> [What needs to be done] Lines from the one containing "Objective — for every instance of the soccer player" through the final line of the records are the only ones to copy, and each must match exactly.

> [Supplied records]
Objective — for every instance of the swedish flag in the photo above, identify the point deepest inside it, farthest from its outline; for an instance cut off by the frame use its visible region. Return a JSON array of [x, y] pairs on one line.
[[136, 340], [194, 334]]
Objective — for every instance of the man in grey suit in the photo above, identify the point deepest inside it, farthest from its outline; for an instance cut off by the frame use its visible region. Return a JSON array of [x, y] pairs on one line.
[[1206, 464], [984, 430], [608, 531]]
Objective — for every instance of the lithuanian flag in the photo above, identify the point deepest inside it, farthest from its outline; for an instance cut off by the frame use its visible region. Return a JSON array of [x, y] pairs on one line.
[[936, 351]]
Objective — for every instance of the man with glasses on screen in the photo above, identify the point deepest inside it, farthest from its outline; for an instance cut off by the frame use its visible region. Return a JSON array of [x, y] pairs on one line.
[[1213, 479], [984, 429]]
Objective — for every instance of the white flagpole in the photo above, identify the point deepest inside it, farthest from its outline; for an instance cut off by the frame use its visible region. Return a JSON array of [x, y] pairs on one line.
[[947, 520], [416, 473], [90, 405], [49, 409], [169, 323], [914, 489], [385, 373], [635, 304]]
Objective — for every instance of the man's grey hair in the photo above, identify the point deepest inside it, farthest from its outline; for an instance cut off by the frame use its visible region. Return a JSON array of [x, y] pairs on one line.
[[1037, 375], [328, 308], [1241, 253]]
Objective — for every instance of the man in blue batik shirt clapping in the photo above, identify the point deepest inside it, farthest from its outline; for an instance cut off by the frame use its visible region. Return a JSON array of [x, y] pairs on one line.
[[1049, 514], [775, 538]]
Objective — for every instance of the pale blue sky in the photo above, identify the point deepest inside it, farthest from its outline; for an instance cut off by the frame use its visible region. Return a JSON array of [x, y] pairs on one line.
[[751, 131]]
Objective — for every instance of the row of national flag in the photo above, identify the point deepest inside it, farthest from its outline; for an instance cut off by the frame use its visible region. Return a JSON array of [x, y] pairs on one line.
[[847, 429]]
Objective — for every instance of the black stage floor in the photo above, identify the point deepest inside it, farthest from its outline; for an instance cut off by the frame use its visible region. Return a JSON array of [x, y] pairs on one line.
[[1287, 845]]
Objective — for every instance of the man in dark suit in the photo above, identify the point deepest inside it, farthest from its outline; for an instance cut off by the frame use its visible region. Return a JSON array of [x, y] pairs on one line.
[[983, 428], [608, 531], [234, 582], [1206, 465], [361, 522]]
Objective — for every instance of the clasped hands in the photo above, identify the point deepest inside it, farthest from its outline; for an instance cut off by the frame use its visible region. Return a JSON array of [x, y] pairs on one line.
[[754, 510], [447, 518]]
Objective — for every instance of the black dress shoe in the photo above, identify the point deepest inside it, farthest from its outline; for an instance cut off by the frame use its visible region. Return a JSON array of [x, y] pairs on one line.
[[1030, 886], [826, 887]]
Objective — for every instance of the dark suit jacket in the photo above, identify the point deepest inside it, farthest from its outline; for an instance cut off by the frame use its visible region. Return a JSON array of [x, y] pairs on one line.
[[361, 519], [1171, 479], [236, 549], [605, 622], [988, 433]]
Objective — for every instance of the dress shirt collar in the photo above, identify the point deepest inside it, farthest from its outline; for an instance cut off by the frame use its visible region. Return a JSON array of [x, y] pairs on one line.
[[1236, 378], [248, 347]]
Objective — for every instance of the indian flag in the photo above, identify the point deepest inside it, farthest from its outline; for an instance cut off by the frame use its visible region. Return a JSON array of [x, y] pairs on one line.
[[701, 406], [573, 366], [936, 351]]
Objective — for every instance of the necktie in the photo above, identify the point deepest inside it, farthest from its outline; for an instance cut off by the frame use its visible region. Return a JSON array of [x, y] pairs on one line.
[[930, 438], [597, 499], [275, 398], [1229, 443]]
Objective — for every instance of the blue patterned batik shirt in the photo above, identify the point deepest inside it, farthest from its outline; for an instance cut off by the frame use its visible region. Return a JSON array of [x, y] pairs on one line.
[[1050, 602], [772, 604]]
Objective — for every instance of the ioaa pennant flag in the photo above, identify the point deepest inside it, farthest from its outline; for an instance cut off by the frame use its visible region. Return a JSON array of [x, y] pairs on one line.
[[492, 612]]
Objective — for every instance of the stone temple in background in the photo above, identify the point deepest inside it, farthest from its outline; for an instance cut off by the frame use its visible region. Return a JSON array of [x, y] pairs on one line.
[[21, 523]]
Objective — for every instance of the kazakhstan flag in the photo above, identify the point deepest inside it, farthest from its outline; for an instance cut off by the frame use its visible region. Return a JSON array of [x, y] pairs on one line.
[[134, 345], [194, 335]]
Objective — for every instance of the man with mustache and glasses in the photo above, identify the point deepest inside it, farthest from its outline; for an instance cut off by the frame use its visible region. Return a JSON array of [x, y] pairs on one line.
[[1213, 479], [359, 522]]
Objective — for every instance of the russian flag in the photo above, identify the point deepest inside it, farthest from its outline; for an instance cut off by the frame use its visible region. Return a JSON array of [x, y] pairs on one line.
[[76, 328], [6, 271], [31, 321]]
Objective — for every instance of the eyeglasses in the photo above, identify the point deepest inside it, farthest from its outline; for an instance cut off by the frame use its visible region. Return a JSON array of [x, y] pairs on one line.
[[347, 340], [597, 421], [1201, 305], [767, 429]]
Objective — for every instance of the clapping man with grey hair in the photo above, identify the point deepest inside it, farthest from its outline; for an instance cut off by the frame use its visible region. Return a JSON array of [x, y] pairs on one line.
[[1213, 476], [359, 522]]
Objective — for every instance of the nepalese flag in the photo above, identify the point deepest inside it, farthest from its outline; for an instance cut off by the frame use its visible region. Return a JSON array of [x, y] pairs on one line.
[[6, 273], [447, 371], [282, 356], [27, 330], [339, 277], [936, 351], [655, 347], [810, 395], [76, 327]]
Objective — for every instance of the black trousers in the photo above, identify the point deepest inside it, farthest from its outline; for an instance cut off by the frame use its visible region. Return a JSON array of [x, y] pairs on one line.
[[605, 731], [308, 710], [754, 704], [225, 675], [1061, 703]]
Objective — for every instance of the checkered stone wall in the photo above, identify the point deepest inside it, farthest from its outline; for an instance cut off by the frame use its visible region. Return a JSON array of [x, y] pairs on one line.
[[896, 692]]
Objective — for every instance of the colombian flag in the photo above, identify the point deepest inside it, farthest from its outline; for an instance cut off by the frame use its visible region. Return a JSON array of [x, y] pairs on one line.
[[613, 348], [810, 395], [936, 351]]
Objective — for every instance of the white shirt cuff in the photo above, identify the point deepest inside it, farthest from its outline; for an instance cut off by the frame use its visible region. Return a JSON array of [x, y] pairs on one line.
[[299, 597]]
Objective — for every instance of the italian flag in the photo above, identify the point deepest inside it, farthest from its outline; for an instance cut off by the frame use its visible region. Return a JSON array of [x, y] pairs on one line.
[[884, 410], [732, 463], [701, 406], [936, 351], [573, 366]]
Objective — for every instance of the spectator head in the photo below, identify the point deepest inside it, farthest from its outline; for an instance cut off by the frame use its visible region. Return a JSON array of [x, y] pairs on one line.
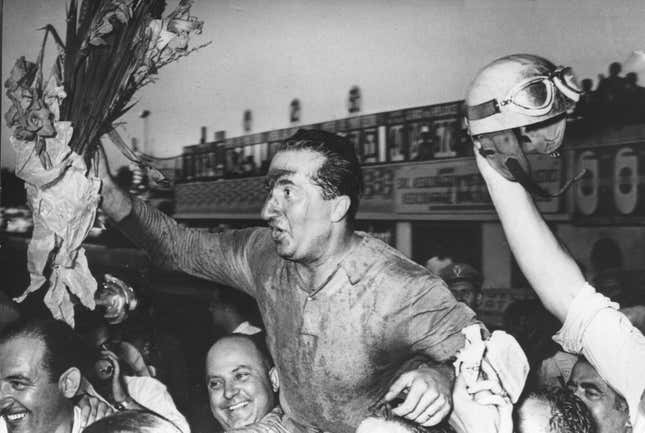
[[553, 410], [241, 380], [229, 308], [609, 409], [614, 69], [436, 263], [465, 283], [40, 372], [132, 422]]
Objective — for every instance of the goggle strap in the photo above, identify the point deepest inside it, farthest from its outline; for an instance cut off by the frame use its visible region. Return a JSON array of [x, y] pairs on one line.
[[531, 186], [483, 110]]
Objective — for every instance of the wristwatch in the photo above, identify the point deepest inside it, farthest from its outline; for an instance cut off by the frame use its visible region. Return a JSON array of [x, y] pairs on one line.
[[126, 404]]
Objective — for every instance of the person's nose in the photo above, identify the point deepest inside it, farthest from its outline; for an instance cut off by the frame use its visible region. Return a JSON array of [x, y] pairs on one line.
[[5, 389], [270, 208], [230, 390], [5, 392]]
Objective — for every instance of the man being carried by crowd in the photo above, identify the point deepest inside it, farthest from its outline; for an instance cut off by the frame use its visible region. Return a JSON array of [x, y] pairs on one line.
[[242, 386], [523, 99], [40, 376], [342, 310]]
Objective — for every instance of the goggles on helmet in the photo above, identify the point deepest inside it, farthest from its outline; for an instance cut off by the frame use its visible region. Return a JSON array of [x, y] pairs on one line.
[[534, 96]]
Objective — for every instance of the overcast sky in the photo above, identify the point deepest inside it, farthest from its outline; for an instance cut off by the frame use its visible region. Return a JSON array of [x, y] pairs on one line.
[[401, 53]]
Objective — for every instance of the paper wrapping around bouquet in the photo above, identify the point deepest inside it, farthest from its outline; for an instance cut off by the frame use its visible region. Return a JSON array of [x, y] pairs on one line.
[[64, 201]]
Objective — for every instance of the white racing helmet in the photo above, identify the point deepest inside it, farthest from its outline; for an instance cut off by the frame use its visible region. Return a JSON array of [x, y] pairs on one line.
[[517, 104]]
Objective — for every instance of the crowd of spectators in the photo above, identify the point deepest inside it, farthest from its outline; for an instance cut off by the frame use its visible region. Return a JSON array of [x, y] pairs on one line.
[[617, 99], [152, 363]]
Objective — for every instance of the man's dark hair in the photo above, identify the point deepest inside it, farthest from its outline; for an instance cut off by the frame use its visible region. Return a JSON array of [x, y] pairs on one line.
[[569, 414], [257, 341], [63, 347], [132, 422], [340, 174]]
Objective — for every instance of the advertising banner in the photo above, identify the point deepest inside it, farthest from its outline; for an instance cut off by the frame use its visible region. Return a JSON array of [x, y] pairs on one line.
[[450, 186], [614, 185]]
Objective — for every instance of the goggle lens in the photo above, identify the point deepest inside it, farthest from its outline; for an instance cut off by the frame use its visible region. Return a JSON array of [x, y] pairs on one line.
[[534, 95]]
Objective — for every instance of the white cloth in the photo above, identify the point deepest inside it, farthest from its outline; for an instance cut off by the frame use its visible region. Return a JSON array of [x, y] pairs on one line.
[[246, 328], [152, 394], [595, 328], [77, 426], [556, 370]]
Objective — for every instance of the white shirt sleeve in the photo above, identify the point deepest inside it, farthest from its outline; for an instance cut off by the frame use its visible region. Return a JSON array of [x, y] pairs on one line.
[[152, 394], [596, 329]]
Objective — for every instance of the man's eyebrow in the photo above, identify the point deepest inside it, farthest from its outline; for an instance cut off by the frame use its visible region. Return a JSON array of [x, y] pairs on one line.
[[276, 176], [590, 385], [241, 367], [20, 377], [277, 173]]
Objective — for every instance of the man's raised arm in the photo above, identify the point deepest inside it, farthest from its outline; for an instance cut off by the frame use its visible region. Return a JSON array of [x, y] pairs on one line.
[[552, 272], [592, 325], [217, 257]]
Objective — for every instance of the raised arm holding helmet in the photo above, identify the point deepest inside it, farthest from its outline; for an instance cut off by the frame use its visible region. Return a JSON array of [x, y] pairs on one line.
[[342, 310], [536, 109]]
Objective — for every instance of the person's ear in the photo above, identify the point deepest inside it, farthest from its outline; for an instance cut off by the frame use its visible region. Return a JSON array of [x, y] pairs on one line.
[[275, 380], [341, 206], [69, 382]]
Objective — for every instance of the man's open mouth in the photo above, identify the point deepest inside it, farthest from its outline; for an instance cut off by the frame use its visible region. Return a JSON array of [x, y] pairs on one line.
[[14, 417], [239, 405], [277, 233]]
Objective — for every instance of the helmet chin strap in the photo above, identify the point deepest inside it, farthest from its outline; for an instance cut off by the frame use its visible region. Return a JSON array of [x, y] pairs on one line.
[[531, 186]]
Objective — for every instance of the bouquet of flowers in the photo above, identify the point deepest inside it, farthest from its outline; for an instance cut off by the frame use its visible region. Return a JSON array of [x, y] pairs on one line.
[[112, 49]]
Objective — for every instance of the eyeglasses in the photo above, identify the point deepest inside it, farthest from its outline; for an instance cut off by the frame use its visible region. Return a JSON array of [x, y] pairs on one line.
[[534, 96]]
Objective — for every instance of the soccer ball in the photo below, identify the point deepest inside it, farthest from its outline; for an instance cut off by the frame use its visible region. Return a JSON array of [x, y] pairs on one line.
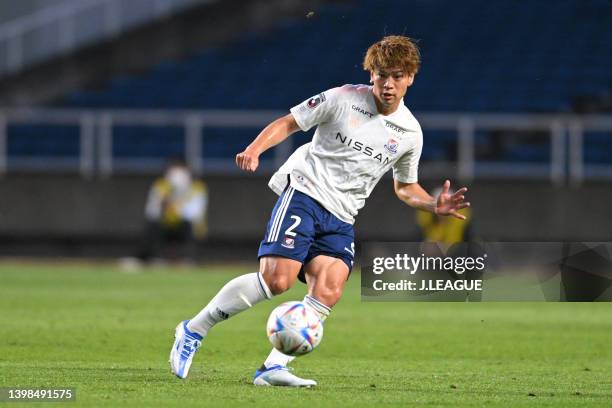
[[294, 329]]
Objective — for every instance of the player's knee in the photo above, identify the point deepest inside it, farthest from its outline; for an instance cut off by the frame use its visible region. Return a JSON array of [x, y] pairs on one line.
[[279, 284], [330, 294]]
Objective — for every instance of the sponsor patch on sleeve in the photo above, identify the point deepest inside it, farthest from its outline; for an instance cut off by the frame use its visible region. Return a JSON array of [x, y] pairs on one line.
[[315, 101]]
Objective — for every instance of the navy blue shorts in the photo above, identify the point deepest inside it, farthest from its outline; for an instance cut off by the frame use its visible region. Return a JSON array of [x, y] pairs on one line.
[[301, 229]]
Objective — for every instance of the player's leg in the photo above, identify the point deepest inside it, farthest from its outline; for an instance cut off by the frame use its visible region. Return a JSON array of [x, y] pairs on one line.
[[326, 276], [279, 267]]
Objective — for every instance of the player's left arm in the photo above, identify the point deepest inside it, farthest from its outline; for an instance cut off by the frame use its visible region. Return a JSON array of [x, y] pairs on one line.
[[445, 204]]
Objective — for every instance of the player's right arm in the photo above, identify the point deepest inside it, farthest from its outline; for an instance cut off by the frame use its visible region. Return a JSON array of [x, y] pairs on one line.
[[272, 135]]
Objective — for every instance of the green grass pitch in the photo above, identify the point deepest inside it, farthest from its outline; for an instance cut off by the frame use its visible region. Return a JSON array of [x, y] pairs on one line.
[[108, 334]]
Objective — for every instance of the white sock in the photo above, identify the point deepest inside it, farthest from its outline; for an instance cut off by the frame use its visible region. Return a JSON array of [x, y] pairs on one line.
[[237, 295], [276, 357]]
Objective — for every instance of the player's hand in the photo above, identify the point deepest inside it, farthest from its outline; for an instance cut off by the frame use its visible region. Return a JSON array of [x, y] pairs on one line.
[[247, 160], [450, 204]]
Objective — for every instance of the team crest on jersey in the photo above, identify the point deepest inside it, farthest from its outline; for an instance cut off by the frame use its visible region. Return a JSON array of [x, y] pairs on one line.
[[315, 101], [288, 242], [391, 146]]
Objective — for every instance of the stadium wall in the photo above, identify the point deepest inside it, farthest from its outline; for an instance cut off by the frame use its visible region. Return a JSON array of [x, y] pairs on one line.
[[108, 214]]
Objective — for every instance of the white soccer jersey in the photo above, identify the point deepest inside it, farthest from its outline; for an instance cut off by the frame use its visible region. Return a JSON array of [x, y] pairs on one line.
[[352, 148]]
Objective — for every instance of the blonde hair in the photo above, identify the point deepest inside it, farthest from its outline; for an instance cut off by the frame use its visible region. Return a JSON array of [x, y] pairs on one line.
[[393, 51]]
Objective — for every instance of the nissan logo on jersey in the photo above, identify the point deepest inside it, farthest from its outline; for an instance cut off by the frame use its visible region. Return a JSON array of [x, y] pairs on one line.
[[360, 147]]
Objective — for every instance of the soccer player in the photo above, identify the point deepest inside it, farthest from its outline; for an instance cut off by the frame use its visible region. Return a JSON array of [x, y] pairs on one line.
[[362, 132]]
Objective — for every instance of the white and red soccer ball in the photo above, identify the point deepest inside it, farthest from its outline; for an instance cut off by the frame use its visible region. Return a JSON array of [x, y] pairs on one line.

> [Answer]
Objective — for every instance of the soccer player in the photo above, identify the point deepest inside it, farthest from its outline; for an instance cut off by the frame use its visible region. Return a JSON array of [x, y] pairs on one line.
[[362, 132]]
Objective — for every instance of the white and red soccer ball in the photo above, identify the point deepest inside it, farthest from its outline; for an instance cut off by the frame use its visible region. Return a JSON array of [x, y] pairs on one line.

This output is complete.